◆ **EXCERPTED DATA**

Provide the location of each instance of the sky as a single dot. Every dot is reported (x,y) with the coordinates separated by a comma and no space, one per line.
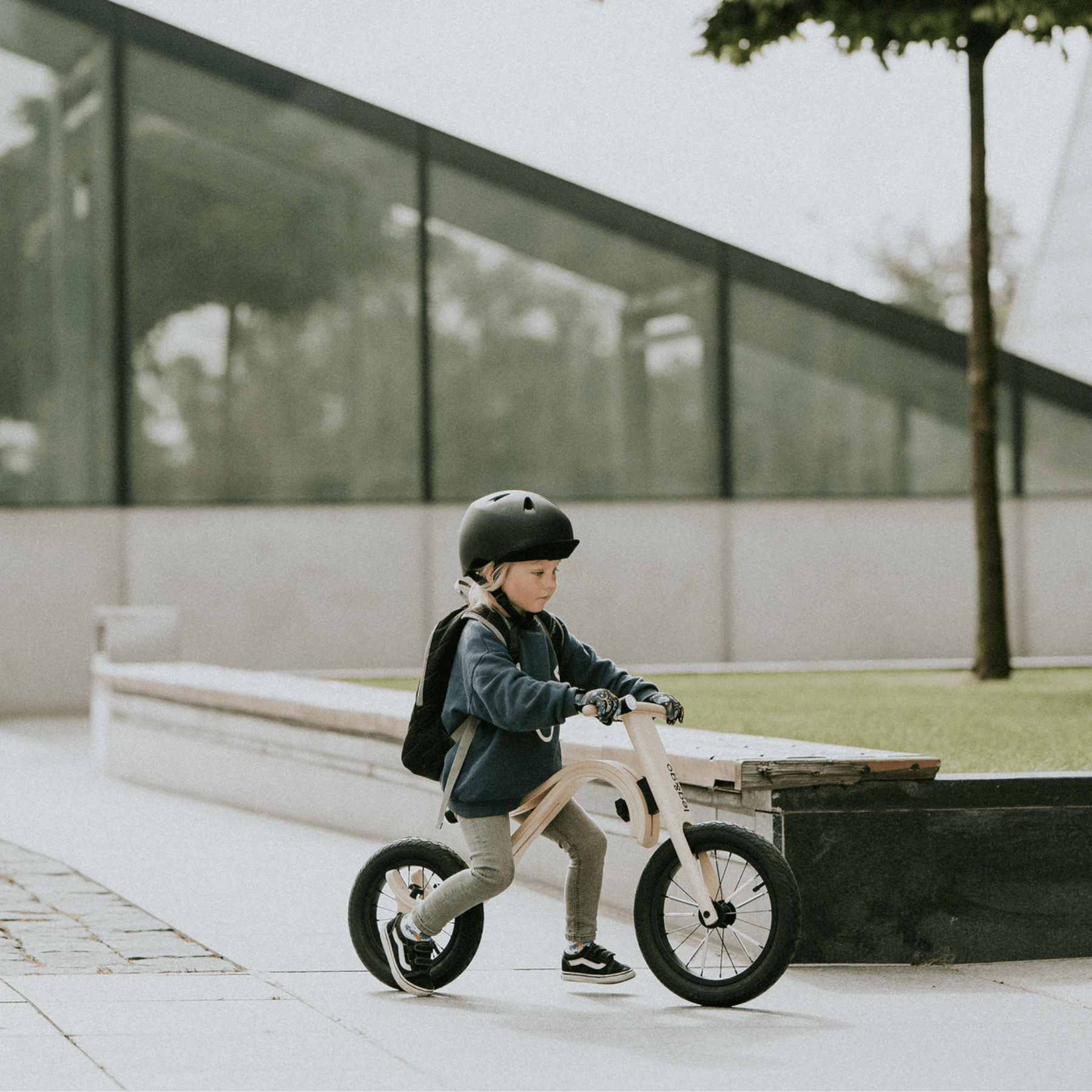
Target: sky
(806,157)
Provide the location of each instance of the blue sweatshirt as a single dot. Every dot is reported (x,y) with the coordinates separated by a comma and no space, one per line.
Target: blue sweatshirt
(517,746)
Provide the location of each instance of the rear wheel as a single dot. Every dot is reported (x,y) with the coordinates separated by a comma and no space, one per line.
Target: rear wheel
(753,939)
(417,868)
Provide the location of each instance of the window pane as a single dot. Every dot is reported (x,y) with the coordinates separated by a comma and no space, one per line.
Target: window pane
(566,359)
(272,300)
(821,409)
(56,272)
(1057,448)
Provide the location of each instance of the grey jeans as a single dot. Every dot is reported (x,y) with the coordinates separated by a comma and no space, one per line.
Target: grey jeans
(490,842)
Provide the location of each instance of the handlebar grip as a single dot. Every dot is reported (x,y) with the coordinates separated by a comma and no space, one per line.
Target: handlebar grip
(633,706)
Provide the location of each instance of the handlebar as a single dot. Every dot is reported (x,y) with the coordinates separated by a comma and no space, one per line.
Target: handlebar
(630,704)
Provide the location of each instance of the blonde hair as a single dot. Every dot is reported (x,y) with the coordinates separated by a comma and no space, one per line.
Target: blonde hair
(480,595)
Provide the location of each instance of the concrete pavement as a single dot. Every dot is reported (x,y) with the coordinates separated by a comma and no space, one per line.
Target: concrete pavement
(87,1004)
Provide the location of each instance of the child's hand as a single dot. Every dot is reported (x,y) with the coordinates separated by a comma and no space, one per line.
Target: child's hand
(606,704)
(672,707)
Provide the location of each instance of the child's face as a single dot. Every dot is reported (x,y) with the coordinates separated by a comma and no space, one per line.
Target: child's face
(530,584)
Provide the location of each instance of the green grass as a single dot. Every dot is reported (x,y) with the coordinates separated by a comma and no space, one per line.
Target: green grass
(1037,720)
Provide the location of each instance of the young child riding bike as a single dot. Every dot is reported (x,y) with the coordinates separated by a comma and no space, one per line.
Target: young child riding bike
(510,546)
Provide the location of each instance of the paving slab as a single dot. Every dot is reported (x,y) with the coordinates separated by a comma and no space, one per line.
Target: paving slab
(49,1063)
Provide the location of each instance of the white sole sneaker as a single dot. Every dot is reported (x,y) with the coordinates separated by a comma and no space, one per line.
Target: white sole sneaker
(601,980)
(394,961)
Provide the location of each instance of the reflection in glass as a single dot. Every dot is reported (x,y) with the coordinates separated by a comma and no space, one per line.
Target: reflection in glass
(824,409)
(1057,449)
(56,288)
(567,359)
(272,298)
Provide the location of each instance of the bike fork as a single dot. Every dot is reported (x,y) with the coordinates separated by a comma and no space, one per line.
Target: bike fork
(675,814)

◆ **WHAT THIS TASK INVOLVES**
Reproduce each entry verbatim, excluding any embedded images.

◆ **WRITTEN ANSWER**
Provide the location of each instance of the sky as a single dot. Every dot is reported (x,y) with the coordinates separated by a comma and no space, one per line.
Target: sky
(806,157)
Provide the location of each instance of the blue sweatshirt as a single dot. Every dot is reported (x,y) with the coordinates separated by a comma and no space, one per line.
Target: blue sweatshirt
(517,746)
Provide the location of each instance of the rear wheel as a single dot. Every dot is reported (x,y) with the coordinates separated by a comma and no space, one per line.
Target: rear wheel
(753,939)
(417,868)
Provide the location of each instance of the window pane as a single dot. Every dot is reported (x,y) with the coordinates separated by a comma and no space, one per line.
Target: window pane
(566,359)
(272,300)
(821,409)
(56,272)
(1057,448)
Provide the location of each instance of the grey jeans as a single dot. Every dot is reported (x,y) with the coordinates separated by a comma and no space, one per line.
Target: grey jeans
(490,842)
Provide the location of each instance of the handlebar grip as a single dot. Every dot is reported (x,y) with the coordinates separated by a comma and no space, one per line.
Target: handlebar grip
(633,706)
Provide the location of each instance of the handlebar as a single dot. Every dot is reported (x,y) with the coordinates separated by a comma and no space, one per line.
Target: handlebar
(630,704)
Provide the location of each instance of the blonde hair as a single dot. Every dot is reported (x,y) with the coordinates separated by a comma and no space, one per line.
Target: blonde hair
(480,595)
Provide the location of each instance of the concrete pavement as a single dot. Every dot is reported (x,y) with the coordinates separated by a comma and no space, one per line.
Target: concrete pavement
(87,1004)
Provide the location of each instance of the child's hand as a single dot. Every dot is reported (x,y) with the coordinates separated by a comma and no space, one per line.
Target: child's hand
(606,704)
(672,707)
Provide the location of each instance of the child's face as a single dot. Every dot is reported (x,y) with the coordinates separated by a comma and no space, one per line.
Target: child's face
(530,584)
Provide the location of each instance of the green grass as a single dot. Every dot is reported (x,y) with the coordinates separated by a comma and no space, one per line.
Target: green grass
(1037,720)
Provide the location of each instance of the young child riding bike as a single dot. Every dot is reported (x,y) with the coordinates separated by a comma and no space, one per line.
Target: young child riding bike
(510,546)
Provide the location of each instance of the paving slab as a single dot. Every dot is reported (x,y) with the coordinates separated by a comma and no space, one per line.
Target: paving slab
(49,1063)
Provide the location of each instance of the white sole sneaker as a single dot. Every dot is reported (x,y) with the coordinates separated by a comma and no space, one per line.
Target: white sole sneaker
(601,980)
(394,961)
Provide the location of each instance of the reflection in glass as a single dot. Every dot is reported (x,y) with the coordinates separated by a comma and no space, one per line.
Target: reflection in glass
(824,409)
(1057,449)
(56,288)
(567,359)
(272,298)
Provide the location of each instance of the bike fork as a single dot. Every dot is reported (x,y) with the coordinates separated by a comma and no space, one per line.
Target: bike fork
(675,814)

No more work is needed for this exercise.